SELECTED EXCERPT =>
To gather our results we use a predicated form of the Alpha Instruction Set Architecture (ISA). We used the Alpha ISA, adding a predicate guarding register to every instruction, and we added predicate compare instructions to the ISA to define the predicates as shown in the examples earlier in this paper. We used this modified ISA to build predicated regions

and to simulate the predicated, scheduled code. To generate the predicate regions we used ATOM to profile the entire execution of the program to find the hard-to-predict branches. We then used the program analysis features of ATOM to provide an intermediate representation of the binary to schedule the predicated regions. We used SimpleScalar to calculate latencies to create an in-order simulator to simulate our Alpha predicated code. We did this, because it was easier than modifying SimpleScalar to consume our Alpha predicated binaries.

For the SimpleScalar runs to generate the latencies for our branch centric ATOM simulator, we simulate an 8-wide issue machine with a 128-entry RUU. The L1 data cache is 64K 4-way associative, L1 instruction cache is 32K 2-way associative, and we use a unified 1 MB 4-way L2 cache. The L1 miss and L2 hit latency is 12 cycles, with 120 cycle latency for an L1 and L2 miss. The minimum branch misprediction penalty is eight cycles, and we use a 32-entry return address stack for predicting return instructions.

We evaluate our architecture by examining the improvements in branch misprediction rates, which are all normalized to the number of branch mispredictions in the original non-predicated code. That is, the misprediction "rate" is calculated as the number of mispredicts divided by the number of branch predictor accesses in the *original* execution of the program code. This allows us to look at one consistent metric as the number of branch predictor accesses will change with the predicated code. In addition, the miss rates we show include the misprediction rate for all branch types. This includes conditional branches, returns, unconditional, procedure calls, and indirect branches.

For the Speculative Predictor Update (SPU) (where predicate define instructions are predicted) we do *not* count predicate define mispredictions in the mispredict rate as their misprediction has no cost (no architectural penalty). In addition, we show the percent increase in instructions executed for the hard-to-predict predicate regions formed.

### 7.2 Baseline Prediction Results

We start by examining the percentage of mispredicted branches without using any predicate information to update the branch predictor. The first three bars in Figure 6 show the original mispredict rates using only local prediction, only global prediction, and the Meta Chooser (combination of local and global). We simulated a 4K entry local history, local pattern, global pattern, and chooser tables using a 12 bit local history and global history registers.

SUPPLIED MATERIAL =>
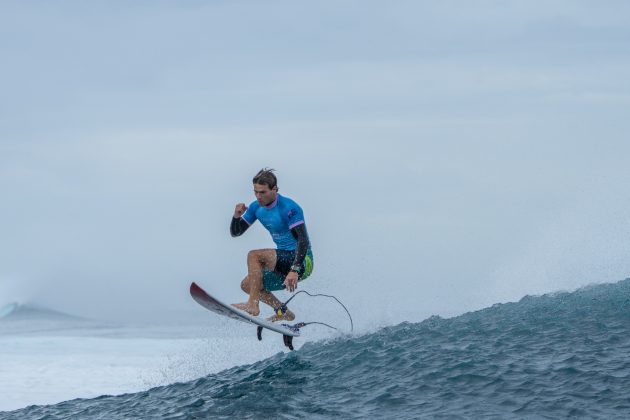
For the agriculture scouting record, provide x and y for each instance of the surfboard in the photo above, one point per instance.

WRITTEN TASKS =>
[a] Based on the excerpt about the predicated Alpha ISA, say whether each statement agrees with it, answering yes or no and quoting the words that decide it: (i) The L1 data cache is 64K 4-way associative. (ii) Mispredicted predicate define instructions carry an architectural penalty. (iii) The minimum branch misprediction penalty is twelve cycles.
[b] Repeat the part of the excerpt about the predicated Alpha ISA that runs from "For the SimpleScalar" to "predicting return instructions.", word for word.

COMPLETE ANSWERS =>
[a]
(i) Yes: "The L1 data cache is 64K 4-way associative"
(ii) No: "their misprediction has no cost (no architectural penalty)"
(iii) No: "The minimum branch misprediction penalty is eight cycles"

[b]
For the SimpleScalar runs to generate the latencies for our branch centric ATOM simulator, we simulate an 8-wide issue machine with a 128-entry RUU. The L1 data cache is 64K 4-way associative, L1 instruction cache is 32K 2-way associative, and we use a unified 1 MB 4-way L2 cache. The L1 miss and L2 hit latency is 12 cycles, with 120 cycle latency for an L1 and L2 miss. The minimum branch misprediction penalty is eight cycles, and we use a 32-entry return address stack for predicting return instructions.